MATERIAL TO PROCESS:

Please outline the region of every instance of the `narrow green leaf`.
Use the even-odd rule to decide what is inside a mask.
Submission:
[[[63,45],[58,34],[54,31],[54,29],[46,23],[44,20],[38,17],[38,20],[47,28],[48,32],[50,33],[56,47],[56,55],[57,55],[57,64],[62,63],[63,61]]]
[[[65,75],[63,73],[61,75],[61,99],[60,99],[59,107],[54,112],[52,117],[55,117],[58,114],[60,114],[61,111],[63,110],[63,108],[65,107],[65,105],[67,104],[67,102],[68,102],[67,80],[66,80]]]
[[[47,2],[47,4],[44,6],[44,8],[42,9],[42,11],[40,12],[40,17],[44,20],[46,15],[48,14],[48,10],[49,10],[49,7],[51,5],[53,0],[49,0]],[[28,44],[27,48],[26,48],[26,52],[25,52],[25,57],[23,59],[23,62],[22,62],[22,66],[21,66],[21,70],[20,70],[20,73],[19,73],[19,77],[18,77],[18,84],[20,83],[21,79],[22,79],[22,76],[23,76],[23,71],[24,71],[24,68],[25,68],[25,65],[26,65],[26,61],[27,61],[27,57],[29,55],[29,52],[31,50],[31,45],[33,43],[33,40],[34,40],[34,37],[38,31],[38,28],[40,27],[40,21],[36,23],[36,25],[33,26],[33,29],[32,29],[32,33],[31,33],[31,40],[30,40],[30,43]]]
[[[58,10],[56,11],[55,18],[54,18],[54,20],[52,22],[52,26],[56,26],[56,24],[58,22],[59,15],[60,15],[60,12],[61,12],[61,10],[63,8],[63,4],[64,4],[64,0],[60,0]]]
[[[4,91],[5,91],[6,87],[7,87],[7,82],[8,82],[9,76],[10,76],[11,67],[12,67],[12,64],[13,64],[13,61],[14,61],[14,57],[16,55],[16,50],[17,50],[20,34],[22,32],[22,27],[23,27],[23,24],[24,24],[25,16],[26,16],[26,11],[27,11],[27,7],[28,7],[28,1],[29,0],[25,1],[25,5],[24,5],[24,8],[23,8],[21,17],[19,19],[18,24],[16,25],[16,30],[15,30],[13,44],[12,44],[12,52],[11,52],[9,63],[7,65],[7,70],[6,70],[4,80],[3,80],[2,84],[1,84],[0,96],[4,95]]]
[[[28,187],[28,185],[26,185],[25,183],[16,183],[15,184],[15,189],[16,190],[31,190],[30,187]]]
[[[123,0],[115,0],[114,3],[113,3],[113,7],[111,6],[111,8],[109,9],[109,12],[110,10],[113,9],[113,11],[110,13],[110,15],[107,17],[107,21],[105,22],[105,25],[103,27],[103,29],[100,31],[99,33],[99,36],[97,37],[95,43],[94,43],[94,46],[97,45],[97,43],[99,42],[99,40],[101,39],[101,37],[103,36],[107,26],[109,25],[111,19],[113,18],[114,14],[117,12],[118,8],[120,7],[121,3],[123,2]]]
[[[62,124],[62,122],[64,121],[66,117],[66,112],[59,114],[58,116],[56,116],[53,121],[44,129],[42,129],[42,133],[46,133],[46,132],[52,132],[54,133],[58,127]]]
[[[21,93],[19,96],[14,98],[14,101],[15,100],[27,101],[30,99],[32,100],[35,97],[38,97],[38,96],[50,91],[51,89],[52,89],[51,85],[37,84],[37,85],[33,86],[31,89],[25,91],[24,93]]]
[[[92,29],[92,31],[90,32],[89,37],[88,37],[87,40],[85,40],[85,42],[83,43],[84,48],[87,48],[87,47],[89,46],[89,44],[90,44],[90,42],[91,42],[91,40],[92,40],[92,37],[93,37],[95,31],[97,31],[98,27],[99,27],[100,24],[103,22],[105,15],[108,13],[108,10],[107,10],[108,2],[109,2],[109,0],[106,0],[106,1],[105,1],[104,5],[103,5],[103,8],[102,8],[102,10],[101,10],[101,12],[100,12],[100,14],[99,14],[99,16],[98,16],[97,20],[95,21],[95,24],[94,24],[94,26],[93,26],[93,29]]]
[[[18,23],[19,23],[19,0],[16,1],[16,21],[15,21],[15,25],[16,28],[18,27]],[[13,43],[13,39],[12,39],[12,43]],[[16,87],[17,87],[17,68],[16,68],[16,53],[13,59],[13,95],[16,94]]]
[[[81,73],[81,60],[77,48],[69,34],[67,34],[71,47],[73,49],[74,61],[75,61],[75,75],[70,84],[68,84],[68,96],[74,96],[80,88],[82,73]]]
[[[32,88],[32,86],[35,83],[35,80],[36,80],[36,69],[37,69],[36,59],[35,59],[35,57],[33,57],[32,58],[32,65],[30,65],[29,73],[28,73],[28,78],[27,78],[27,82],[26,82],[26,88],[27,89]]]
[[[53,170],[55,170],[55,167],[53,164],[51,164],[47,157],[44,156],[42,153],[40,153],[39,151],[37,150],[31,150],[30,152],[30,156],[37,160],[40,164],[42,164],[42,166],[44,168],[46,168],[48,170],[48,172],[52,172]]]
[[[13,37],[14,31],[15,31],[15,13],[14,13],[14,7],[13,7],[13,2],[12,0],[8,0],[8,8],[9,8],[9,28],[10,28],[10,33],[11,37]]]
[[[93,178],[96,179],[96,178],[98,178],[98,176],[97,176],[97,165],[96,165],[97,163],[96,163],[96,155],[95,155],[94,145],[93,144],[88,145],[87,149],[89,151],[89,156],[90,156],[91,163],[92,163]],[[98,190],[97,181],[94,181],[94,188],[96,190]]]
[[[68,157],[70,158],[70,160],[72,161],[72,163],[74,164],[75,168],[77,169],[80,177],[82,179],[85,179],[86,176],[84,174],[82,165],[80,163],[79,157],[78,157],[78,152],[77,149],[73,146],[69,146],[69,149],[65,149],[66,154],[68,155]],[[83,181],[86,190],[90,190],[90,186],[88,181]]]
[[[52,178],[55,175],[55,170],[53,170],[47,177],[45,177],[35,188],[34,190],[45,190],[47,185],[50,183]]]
---
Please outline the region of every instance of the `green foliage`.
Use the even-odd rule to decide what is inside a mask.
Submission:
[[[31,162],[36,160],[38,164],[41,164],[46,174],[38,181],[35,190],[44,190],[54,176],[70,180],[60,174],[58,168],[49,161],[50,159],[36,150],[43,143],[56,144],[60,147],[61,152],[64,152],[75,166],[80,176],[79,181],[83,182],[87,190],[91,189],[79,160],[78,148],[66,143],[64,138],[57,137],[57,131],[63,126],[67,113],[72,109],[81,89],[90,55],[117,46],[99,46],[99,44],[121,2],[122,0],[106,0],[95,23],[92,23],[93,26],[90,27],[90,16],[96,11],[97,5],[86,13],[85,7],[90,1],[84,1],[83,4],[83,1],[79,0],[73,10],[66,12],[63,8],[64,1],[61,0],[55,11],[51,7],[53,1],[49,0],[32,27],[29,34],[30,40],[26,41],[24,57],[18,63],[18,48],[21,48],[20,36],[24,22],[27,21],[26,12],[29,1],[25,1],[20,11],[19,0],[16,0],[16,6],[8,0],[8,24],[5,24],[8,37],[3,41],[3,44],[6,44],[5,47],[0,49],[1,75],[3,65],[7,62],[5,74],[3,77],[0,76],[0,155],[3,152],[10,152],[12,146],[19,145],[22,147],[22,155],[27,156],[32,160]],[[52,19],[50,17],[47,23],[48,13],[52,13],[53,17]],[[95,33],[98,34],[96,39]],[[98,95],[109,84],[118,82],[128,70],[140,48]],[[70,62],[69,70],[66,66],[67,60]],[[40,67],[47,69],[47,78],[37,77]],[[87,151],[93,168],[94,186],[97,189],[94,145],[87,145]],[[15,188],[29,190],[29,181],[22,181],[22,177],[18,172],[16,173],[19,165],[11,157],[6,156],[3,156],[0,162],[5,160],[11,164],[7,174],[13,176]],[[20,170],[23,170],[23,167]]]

WHAT YOU ARE ASKED TO DO: Copy out each line of the data that has the word "outline" in it.

WRITTEN SOLUTION:
Please outline the region of every instance of the `narrow green leaf`.
Please outline the region of every instance of the `green foliage`.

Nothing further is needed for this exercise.